-- start of Text shown --
Output once detached:
$ devlink slice show pci/0000:06:00.0/100 -jp {
    "slice": {
        "pci/0000:06:00.0/100": {
            "flavour": "pcisf",
            "pfnum": 0,
            "sfnum": 4,
            "active": "inactive",
            "opstate": "detached",
        }
    }
  }

- Delete the slice which is recently inactivated.
$ devlink slice del pci/0000.06.00.0/100

FAQs:
----
1. What are the differences between PCI VF slice and PCI SF slice?
Ans:
(a) PCI SF slice lifecycle is driven by the user at individual slice
    level.
    PCI VF slice(s) are created and destroyed by the vendor driver
    such as mlx5_core. Typically, this is done when SR-IOV is
    enabled/disabled.
(b) PCI VF slices state cannot be changed by user as it is currently
    not support by PCI core and vendor devices. They are always
    created in active state.
    PCI SF slice state is controlled by the user.

2. What are the similarities between PCI VF and PCI SF slice?
(a) Both slices have similar config attributes.
(b) Both slices have eswitch devlink port and representor netdevice.

3. What about handling VF slice similar to SF slice?
Ans:
   Yes this is desired. When VF vendor device supports this mode,
   There will be at least one difference between SF and VF
   slice handling, i.e. SRIOV enablement will continue using sysfs on
   host system. Once SRIOV is enabled, VF slice commands should
   function in similar way as SF slice.

4. What are the similaries with SF slice and PF slice?
Ans:
(a) Both slices have similar config attributes.
(b) Both slices have eswitch devlink port and representor netdevice.

5. Can slice be used to have dynamic PF as slice?
Ans:
   Yes. Whenever a vendor device support dynamic PF, same lifecycle,
   APIs, attributes can be used for PF slice.

6. Can slice exist without a eswitch?
Ans: Yes

7. Why not overload devlink port instead of creating new object slice?
Ans:
   In one implementation a devlink port can be overloaded/retrofit
   what slice object wants to achieve.
-- end of Text shown --
-- start of Entries supplied --
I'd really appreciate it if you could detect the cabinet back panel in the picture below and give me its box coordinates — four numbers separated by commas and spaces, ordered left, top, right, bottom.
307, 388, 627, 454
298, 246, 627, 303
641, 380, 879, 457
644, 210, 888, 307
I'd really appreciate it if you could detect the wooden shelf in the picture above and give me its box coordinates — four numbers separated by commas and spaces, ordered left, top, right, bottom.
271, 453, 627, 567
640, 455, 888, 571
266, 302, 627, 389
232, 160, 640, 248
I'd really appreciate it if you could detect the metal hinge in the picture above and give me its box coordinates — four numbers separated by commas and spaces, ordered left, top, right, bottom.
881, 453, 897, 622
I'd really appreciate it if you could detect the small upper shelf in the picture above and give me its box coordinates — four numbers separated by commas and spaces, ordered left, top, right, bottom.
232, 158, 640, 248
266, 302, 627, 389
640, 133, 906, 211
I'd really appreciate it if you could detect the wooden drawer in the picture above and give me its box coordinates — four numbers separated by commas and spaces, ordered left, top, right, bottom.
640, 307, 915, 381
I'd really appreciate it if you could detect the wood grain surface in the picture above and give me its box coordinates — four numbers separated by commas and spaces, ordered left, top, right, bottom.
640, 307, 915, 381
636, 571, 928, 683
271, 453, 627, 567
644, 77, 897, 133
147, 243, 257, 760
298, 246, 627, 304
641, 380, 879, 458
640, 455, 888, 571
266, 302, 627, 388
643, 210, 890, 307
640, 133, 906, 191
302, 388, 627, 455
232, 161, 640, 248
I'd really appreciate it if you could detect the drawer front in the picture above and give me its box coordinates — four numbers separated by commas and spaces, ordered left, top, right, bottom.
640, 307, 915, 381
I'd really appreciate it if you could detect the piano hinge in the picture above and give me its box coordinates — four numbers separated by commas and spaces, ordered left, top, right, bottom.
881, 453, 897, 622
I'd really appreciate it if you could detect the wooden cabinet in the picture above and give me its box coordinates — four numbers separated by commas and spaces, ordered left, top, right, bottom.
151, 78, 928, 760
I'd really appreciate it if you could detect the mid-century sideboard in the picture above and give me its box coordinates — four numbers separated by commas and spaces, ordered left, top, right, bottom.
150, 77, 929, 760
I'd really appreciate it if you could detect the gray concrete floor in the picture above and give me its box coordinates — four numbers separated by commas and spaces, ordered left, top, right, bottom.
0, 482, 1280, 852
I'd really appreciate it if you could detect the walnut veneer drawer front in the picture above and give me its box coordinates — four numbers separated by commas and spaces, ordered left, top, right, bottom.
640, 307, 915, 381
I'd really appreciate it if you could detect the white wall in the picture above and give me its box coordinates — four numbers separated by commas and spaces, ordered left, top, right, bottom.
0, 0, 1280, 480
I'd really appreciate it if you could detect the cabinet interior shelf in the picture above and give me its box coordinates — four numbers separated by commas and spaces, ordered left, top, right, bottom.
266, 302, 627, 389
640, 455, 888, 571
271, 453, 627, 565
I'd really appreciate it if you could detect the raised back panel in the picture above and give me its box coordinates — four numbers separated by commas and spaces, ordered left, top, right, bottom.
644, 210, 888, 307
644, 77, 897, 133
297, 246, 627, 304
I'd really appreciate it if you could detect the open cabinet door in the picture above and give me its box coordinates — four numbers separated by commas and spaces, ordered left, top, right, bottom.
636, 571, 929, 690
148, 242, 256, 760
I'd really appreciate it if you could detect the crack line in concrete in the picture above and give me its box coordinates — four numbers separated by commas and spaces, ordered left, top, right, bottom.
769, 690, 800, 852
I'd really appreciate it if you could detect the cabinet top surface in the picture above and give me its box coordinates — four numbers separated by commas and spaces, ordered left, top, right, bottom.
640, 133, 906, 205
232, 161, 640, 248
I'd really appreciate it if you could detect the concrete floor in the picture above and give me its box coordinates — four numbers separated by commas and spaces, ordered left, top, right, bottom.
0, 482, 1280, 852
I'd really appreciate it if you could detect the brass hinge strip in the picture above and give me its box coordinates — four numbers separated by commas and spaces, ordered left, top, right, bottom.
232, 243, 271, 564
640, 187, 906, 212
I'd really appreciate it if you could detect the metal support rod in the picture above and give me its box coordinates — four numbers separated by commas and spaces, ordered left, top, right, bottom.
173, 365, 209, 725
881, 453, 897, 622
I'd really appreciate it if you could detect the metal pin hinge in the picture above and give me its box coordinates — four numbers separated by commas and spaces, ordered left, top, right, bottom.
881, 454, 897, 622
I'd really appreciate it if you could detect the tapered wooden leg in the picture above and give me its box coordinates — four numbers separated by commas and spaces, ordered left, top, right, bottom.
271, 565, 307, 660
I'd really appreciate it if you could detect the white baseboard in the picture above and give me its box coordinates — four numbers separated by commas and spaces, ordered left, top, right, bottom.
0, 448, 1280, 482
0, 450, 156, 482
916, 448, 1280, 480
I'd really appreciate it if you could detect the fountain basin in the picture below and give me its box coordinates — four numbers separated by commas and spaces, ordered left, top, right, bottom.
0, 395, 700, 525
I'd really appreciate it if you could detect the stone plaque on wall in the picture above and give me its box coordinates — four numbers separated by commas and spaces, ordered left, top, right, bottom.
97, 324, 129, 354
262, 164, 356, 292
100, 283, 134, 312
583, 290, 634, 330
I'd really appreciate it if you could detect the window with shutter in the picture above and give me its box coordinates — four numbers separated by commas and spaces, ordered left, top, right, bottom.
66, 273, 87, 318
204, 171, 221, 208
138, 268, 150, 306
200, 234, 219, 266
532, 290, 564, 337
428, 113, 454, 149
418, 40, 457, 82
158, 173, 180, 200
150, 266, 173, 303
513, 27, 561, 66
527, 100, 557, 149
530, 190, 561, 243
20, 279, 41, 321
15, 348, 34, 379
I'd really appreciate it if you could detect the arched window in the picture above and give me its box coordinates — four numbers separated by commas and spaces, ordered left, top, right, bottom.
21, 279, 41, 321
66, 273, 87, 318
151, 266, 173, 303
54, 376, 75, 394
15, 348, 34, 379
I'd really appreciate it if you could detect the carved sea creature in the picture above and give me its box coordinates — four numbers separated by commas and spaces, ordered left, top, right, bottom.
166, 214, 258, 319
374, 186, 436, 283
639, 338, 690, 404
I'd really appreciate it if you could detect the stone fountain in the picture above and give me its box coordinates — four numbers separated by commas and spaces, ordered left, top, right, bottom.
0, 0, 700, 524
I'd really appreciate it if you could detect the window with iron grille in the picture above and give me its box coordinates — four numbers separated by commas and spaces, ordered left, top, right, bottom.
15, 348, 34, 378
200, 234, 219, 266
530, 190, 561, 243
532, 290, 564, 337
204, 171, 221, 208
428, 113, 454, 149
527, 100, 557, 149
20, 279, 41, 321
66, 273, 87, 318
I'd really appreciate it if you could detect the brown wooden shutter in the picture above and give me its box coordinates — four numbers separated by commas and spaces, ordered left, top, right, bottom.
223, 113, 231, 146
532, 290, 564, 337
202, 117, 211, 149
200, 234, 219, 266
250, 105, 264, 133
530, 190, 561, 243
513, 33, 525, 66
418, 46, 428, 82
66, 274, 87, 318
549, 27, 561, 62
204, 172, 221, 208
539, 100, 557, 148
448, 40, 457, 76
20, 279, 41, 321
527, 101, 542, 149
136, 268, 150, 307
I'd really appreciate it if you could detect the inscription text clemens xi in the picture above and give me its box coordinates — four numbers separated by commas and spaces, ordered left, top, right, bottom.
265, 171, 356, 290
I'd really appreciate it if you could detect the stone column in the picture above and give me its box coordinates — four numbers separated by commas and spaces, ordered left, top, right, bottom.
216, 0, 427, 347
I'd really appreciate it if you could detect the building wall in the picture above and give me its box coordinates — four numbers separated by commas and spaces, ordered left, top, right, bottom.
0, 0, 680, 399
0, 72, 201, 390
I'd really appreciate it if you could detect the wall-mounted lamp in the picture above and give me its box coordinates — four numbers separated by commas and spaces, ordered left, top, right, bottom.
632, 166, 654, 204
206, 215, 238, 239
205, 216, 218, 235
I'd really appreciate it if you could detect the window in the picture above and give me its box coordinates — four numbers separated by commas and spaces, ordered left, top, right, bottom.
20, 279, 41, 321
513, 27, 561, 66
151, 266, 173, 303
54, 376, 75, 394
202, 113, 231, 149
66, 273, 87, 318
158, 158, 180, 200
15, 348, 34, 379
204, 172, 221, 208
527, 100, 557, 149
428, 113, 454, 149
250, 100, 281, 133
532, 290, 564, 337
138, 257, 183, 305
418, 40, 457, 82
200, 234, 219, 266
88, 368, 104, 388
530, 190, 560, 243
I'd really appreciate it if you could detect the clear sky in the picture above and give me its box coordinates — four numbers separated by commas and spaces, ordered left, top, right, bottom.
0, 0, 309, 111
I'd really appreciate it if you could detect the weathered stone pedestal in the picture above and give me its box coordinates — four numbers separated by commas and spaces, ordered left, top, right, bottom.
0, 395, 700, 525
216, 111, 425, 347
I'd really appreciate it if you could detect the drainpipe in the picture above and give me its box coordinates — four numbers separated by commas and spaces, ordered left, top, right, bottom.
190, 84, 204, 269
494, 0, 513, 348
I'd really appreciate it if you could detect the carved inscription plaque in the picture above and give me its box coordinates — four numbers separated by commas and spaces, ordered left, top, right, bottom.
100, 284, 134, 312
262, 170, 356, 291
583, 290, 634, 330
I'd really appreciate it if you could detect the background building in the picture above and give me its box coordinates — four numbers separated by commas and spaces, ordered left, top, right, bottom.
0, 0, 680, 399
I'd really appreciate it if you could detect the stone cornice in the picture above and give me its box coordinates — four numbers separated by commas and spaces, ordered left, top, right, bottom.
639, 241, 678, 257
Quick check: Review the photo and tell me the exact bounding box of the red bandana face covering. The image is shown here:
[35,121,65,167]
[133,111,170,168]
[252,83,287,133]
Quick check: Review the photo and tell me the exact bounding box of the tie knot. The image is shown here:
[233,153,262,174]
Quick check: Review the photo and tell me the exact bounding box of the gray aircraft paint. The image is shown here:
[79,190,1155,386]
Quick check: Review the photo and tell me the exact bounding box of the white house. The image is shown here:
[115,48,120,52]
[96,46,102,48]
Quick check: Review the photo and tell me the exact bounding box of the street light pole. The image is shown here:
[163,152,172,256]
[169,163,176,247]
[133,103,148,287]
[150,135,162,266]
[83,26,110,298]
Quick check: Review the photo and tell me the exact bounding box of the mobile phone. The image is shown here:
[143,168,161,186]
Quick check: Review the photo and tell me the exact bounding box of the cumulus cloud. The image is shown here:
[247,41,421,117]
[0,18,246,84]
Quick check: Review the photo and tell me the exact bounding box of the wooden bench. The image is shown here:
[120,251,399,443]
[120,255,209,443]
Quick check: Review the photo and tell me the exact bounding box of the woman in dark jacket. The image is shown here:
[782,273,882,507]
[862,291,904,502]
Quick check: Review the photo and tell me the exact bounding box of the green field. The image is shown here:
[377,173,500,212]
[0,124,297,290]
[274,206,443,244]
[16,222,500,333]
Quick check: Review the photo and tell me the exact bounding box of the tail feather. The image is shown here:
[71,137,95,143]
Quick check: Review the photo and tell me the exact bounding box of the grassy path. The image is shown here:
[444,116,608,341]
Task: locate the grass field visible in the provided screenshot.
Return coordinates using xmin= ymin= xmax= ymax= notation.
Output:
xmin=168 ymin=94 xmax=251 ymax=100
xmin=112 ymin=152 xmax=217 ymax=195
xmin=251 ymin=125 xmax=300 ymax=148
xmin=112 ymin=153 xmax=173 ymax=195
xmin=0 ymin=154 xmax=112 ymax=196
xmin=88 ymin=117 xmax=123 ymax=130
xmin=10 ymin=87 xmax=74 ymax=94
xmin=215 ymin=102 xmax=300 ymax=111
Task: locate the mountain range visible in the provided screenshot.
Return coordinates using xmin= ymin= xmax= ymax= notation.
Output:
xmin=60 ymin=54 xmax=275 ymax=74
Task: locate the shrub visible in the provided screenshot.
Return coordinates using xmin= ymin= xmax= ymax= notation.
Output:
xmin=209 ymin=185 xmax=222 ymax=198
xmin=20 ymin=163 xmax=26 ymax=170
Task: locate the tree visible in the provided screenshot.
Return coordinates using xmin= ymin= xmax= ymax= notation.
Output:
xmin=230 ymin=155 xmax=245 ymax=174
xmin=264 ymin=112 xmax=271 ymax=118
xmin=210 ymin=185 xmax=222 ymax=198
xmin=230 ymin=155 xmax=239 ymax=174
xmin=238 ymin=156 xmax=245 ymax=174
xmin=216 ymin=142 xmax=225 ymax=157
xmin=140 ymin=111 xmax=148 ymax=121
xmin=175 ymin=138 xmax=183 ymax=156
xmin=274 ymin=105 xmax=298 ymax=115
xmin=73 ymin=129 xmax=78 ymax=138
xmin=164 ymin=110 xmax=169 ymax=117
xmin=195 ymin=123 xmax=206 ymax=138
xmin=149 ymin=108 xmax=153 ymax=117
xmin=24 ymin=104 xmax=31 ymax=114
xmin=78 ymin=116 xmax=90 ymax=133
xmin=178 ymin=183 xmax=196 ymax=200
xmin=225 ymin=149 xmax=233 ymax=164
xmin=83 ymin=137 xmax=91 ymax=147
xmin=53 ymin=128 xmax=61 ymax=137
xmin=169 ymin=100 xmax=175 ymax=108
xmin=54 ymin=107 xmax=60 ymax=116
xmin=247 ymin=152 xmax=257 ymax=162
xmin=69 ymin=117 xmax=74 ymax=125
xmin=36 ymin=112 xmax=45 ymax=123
-- end of Entries supplied --
**What this exercise asks**:
1. According to the devlink slice text, in what state are PCI VF slices always created?
2. Continue the devlink slice text from the point at which it stops.

**Task-by-task outputs**:
1. They are always created in the active state.

2.
   Same reasoning can be applied to overload and retrofit netdevice to
   achieve what a slice object wants to achieve.
   However, it is more natural to create a new object (slice) that
   represents a device for below rationale.
   (a) Even though a devlink slice has devlink port attached to it,
       it is narrow model to always have such association. It limits
       the devlink to be used only with eswitch.
   (b) slice undergoes state transitions from
       create->config->activate->inactivate->delete.
       It is weird to have few port flavours follow state transition
       and few don't.

8. Why a bus is needed?
Ans:
(a) To get unique, persistent and deterministic names of netdev,
    rdma dev of slice/sf.
(b) device lifecycle operates using similar pci bus and current
    driver model. No need to invent new lifecycle scheme.
(c) To follow uniform device config model for VF and SFs, where
    user must be able to configure the attributes before binding a
    VF/SF to driver.
(d) In future, if needed a virtbus SF device can be bound to some
    other driver similar to how a PCI PF/VF device can be bound to
    mlx5_core or vfio_pci device.
(e) Reuse kernel's existing power management framework to
    suspend/resume SF devices.
(f) When using SFs in smartnic based system where SF eswitch port and
    SF slice are located on two different systems, user desire to
    configure eswitch before activating the SF slice device.
Bus allows to follow existing driver model for above needs as,
create->configure_multiple_attributes->deploy.

9. Why not further extend (or abuse) mdev bus?
Ans: Because
(a) mdev and vfio are coupled together from iommu perspective
(b) mdev shouldn't be further abuse to use mdev in current state
    as suggested by Greg-KH, Jason Gunthrope.
(c) One bus for "sw_api" purpose, hence the new virtbus.
(d) Few don't like weird guid/uuid of mdev for sub function purpose
(e) If needed to map a SF to VM using mdev, new mdev slice flavour
    should be created for lifecycling via devlink or may be continue
    life cycle via mdev sysfs; but do remaining slice handling via
    devlink similar to how PCI VF slices are managed.

10. Is it ok to reuse virtbus used for matching service?
Ans: Yes.
Greg-KH guided in [1] that its ok for virtbus to hold devices with
different attributes. Such as matching services vs SF devices where
SF device will have
(a) PCI BAR resource info
(b) IRQ info
(c) sfnum

Greg-KH also guided in [1] that its ok to anchor netdev and rdma dev
of a SF device to SF virtbus device while rdma and netdev of matching
service virtbus device to anchored at the parent PCI device.

[1] https://www.spinics.net/lists/linux-rdma/msg87124.html

11. Why platform and mfd framework is not used for creating slices?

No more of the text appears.